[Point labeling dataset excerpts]
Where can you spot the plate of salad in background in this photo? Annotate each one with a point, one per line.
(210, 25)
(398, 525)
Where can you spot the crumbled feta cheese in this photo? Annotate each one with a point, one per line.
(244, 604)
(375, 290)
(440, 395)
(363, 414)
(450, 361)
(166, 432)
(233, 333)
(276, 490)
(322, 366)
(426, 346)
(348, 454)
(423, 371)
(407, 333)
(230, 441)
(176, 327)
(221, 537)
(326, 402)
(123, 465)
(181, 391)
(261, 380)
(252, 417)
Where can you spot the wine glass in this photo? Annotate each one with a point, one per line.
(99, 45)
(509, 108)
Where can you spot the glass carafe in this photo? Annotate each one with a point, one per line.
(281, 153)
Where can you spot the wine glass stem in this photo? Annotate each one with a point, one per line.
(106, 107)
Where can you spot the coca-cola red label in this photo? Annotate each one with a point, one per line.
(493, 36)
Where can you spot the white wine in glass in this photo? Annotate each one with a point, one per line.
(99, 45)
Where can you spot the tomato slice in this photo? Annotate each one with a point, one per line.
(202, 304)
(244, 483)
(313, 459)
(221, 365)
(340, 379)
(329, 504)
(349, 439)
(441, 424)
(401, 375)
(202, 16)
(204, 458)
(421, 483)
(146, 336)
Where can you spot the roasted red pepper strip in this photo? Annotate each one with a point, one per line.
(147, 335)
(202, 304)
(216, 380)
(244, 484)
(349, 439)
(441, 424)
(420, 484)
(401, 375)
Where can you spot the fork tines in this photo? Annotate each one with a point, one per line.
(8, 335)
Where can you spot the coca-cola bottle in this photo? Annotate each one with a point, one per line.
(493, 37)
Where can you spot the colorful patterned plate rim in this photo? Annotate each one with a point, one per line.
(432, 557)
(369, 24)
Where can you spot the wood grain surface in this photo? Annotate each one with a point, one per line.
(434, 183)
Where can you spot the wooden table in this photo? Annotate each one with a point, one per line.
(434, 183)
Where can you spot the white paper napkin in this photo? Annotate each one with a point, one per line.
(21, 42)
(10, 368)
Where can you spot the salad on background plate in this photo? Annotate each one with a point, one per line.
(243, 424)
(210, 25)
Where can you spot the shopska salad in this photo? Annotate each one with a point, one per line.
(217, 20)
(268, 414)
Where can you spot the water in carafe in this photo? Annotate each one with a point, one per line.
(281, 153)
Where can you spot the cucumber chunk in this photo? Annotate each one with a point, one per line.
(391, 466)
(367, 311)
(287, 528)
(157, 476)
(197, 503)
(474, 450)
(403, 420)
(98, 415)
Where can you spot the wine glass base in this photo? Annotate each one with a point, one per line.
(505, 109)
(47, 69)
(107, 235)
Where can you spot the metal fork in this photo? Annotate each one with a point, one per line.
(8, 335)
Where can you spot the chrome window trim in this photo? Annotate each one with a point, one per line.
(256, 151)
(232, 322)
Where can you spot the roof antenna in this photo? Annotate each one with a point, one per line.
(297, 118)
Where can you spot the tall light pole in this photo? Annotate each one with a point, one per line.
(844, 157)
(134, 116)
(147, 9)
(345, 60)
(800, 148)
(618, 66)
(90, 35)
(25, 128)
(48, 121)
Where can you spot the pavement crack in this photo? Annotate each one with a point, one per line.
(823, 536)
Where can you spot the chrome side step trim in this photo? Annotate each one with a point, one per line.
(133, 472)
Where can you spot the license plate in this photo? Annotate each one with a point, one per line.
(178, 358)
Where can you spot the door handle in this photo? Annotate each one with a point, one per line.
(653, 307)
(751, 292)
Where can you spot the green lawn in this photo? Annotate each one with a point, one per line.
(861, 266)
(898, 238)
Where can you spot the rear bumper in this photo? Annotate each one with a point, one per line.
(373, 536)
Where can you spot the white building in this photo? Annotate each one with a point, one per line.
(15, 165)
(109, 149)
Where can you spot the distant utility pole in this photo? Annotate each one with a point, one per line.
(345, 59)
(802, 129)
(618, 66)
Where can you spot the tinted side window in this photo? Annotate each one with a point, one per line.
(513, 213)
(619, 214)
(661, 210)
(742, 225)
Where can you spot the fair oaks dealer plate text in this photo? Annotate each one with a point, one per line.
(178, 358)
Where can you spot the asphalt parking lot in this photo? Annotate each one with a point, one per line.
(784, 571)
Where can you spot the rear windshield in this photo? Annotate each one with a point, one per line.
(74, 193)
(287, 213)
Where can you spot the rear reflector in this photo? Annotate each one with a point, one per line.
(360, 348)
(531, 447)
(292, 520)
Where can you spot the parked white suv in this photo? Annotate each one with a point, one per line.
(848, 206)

> _Work required_:
Every line from the line containing "Where can you spot the distant" to the last line of the material above must be repeated exactly, and no other line.

> _Task result_:
Where can you spot the distant utility pole in this photo? Annotate each one with a point, one per line.
(345, 59)
(802, 129)
(618, 66)
Where can you spot the tinted side window in this photo? Annotate each one with a point, one per line.
(513, 213)
(619, 214)
(661, 210)
(742, 225)
Where can you spot the fair oaks dealer plate text in this photo? Annotate each one with a point, one per line.
(178, 358)
Where can you spot the asphalt parking lot in this photo? Annotate each one with a point, one per line.
(784, 571)
Where can you spot the rear windshield in this photo? Annotate each one with a point, one per line.
(74, 193)
(287, 213)
Where can you spot the rear reflector in this photo? Annotate each one with a point, one per line.
(360, 348)
(531, 447)
(292, 520)
Where can you spot the parked white suv in this photo? Annotate each one with a point, one per line.
(848, 206)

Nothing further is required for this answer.